Turn the items from the line with "Annotation task — tag each instance of the river" up to and including the line with "pixel 234 224" into a numbered list, leaving out any blank lines.

BEGIN RECORDS FOR THE EXERCISE

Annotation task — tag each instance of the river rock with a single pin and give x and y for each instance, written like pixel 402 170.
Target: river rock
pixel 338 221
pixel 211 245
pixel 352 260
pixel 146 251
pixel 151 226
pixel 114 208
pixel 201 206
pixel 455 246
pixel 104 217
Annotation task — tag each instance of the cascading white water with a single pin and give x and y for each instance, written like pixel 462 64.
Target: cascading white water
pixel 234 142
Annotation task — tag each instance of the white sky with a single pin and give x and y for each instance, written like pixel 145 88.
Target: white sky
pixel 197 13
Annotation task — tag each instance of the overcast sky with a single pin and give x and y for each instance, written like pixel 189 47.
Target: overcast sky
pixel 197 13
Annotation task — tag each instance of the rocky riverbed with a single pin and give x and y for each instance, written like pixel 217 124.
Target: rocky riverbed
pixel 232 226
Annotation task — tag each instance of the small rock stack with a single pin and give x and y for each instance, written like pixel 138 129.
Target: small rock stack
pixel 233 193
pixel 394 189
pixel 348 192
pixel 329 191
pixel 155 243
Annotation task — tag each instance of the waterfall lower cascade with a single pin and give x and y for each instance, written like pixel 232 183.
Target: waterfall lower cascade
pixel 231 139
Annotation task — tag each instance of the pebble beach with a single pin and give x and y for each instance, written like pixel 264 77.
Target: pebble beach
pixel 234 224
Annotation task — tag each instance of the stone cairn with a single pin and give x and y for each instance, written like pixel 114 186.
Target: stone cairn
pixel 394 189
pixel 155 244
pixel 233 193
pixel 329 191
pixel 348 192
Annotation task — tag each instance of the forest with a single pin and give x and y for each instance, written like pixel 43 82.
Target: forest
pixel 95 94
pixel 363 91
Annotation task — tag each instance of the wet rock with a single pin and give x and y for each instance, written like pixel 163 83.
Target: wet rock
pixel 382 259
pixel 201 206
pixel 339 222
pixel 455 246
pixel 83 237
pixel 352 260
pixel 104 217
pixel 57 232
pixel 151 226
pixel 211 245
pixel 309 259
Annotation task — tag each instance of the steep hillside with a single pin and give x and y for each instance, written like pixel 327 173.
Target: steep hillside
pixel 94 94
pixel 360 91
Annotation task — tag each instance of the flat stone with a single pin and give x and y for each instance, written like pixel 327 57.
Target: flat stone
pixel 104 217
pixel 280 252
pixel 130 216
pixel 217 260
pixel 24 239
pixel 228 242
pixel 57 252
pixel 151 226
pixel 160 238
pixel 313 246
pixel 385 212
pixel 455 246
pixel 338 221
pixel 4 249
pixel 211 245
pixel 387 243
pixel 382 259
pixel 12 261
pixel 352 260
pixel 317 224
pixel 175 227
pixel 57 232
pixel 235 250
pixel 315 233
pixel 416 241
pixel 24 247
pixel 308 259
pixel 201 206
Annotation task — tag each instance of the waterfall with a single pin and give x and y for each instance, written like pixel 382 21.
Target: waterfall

END RECORDS FOR THE EXERCISE
BEGIN RECORDS FOR THE EXERCISE

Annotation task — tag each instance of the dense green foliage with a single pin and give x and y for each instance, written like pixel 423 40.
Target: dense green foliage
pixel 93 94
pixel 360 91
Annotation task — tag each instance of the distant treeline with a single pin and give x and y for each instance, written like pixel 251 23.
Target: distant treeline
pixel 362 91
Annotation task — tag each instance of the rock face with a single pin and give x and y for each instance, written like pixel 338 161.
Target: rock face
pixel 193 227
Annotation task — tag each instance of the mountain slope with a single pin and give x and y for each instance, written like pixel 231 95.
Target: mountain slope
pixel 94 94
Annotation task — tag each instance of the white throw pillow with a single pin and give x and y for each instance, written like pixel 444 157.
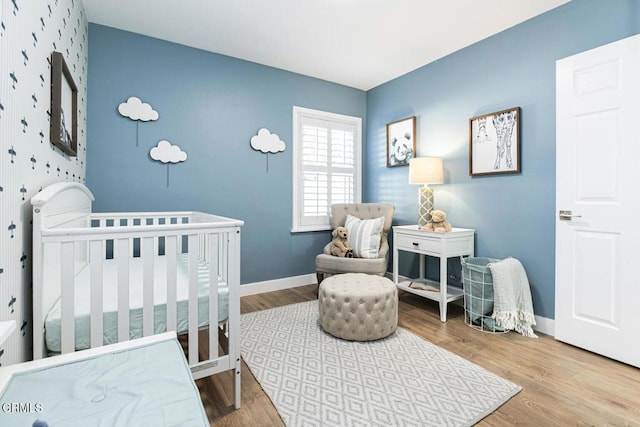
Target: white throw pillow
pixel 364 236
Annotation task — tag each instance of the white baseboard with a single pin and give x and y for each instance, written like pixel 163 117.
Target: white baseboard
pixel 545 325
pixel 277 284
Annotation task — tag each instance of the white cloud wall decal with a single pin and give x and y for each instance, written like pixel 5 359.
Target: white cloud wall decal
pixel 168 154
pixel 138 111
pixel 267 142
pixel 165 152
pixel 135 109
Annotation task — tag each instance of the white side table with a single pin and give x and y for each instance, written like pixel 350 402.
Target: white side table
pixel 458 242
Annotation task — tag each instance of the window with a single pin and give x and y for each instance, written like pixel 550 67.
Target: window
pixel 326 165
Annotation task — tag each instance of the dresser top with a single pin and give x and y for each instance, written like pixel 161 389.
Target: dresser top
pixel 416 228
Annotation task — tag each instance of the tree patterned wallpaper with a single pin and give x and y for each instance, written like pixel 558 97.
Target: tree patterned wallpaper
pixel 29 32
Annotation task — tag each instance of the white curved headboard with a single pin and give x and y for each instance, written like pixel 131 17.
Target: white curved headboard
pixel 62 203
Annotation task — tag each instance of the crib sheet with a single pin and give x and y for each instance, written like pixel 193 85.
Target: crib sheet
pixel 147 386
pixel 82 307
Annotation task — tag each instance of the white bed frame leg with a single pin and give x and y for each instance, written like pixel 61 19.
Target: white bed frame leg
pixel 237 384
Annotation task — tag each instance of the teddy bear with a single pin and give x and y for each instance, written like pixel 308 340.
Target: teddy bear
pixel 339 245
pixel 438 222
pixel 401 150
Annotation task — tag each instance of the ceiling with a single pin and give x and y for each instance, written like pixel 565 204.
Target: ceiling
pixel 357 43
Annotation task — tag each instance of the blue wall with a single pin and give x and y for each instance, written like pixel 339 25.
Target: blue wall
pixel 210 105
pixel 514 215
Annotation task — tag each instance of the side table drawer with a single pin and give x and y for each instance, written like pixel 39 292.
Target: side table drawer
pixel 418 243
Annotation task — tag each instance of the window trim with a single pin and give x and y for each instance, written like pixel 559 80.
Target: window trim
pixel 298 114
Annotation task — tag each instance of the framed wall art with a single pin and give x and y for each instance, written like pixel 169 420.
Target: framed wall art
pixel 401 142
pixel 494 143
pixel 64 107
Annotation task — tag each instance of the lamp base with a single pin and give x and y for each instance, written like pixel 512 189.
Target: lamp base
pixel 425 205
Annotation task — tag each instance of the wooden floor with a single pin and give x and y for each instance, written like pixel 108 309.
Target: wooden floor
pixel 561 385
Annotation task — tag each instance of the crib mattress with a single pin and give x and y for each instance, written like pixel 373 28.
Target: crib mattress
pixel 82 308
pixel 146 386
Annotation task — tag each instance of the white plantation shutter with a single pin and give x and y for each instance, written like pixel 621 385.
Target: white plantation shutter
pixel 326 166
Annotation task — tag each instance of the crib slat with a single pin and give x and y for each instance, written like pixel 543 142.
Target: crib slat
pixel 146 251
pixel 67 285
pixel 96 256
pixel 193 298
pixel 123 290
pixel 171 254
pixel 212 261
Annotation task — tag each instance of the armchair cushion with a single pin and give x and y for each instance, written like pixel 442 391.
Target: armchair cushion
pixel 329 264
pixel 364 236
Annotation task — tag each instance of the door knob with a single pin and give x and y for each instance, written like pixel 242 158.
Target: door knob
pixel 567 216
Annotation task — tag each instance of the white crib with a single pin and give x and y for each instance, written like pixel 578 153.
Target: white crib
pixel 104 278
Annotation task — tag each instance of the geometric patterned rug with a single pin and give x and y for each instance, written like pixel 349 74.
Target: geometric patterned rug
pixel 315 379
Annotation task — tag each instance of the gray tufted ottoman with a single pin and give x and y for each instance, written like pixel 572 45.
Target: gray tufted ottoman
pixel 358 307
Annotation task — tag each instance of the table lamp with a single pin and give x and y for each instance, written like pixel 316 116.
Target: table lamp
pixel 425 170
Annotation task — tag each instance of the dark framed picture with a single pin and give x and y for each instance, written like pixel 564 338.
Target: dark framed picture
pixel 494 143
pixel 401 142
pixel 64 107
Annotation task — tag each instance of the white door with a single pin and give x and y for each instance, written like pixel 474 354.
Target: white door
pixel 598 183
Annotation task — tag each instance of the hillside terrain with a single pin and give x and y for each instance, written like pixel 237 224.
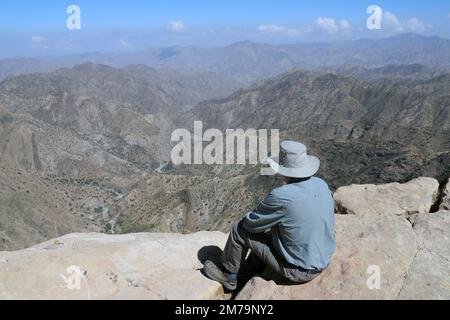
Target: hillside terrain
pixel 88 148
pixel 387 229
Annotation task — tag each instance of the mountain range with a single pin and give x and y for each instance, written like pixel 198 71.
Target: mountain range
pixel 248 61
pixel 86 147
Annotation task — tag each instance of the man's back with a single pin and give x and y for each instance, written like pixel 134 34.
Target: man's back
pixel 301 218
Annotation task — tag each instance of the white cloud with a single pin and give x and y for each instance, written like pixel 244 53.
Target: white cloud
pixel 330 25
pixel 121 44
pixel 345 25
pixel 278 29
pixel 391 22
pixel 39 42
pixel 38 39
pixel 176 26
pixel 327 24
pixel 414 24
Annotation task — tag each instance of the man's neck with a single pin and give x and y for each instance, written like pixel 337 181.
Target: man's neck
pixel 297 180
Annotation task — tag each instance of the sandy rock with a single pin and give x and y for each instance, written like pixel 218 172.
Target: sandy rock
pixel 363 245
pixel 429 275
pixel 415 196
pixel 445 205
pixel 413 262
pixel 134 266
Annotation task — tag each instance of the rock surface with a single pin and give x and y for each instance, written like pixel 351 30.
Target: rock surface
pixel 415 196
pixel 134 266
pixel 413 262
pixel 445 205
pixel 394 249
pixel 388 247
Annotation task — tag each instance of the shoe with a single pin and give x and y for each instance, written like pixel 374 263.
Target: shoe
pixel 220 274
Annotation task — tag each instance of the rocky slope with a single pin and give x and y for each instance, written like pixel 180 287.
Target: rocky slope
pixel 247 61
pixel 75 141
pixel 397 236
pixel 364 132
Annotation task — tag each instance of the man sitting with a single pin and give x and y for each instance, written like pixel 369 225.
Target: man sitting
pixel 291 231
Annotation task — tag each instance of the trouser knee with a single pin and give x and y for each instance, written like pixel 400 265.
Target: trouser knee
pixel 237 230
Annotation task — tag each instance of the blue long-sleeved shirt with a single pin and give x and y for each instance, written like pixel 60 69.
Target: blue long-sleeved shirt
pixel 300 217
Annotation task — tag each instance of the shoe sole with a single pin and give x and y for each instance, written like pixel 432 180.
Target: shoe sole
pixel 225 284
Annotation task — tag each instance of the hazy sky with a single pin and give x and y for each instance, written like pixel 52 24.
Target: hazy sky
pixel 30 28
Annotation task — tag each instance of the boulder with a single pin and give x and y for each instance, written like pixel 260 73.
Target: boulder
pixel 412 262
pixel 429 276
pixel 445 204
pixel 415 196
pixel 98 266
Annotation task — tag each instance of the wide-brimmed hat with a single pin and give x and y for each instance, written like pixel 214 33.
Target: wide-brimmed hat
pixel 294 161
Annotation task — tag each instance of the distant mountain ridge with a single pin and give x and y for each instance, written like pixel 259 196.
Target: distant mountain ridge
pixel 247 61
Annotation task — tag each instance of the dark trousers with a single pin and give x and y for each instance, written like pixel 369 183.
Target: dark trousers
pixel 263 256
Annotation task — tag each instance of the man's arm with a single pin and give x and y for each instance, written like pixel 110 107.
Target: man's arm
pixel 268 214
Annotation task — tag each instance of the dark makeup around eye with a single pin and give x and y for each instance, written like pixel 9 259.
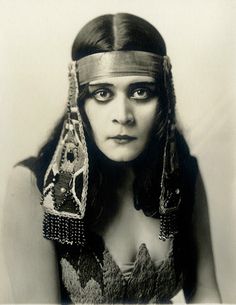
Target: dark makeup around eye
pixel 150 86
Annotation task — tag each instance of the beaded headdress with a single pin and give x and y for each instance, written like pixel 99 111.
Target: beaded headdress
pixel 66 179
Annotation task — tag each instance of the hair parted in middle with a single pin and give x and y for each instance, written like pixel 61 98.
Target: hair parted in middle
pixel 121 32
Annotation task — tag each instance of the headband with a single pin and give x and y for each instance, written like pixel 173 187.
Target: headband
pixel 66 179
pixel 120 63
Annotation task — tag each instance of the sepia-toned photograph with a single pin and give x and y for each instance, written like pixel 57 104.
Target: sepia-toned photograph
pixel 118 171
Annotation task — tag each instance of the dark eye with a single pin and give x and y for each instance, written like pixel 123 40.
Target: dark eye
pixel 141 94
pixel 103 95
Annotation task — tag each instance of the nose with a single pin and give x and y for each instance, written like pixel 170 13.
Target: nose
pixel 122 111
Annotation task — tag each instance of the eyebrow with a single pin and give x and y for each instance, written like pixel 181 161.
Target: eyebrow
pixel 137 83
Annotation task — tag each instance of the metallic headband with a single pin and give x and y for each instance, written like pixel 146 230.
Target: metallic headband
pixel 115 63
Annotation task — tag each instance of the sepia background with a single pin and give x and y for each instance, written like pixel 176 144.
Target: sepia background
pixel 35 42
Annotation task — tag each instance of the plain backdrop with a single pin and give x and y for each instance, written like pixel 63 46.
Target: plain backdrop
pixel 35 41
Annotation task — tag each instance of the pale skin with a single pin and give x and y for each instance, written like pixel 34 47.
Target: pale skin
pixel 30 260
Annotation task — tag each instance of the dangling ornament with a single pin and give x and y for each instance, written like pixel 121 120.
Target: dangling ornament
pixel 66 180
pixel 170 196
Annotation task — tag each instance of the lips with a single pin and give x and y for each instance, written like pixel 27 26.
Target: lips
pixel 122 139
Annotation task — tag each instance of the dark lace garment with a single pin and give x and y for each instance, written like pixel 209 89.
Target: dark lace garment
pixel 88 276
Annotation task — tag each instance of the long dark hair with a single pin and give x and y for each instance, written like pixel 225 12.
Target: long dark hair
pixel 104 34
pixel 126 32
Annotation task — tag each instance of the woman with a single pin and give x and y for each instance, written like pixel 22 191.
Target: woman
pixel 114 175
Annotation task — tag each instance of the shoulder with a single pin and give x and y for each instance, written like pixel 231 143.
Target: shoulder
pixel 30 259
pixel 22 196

END RECORDS FOR THE EXERCISE

*TASK SOLUTION:*
1. Annotation task — tag each instance of the river rock with a single pin and give x and y for each instance, written like pixel 402 170.
2. Target: river rock
3. pixel 338 221
4. pixel 211 245
5. pixel 352 260
6. pixel 146 251
7. pixel 151 226
8. pixel 114 208
9. pixel 201 206
10. pixel 455 246
11. pixel 104 217
12. Annotation task — tag each instance of the cascading white water with a single pin and give x and y for each instance, written like pixel 462 64.
13. Target: cascading white water
14. pixel 234 142
15. Annotation task — tag each instance of the white sky with a single pin and give x and y for each instance, written like pixel 145 88.
16. Target: white sky
17. pixel 197 13
18. Annotation task — tag each instance of the overcast sky with a single pin and give x and y for each instance, written like pixel 189 47.
19. Target: overcast sky
20. pixel 197 13
21. Annotation task — tag each instance of the rocky riverbed with a single pin and give x and y for each instance, written like pixel 217 124.
22. Target: rocky riverbed
23. pixel 232 226
24. Annotation task — tag each instance of the small rock stack with a single pin and give x and y for each instance, written like pixel 138 129.
25. Target: small rock stack
26. pixel 233 193
27. pixel 394 189
28. pixel 348 192
29. pixel 329 191
30. pixel 155 243
31. Annotation task — tag each instance of the waterfall lower cascade with a single pin and give x and y for each instance, written like pixel 232 183.
32. Target: waterfall lower cascade
33. pixel 231 139
34. Annotation task — tag each instance of the pebble beach with a single pin and give x and y for each instance, written like pixel 264 77.
35. Target: pebble beach
36. pixel 234 224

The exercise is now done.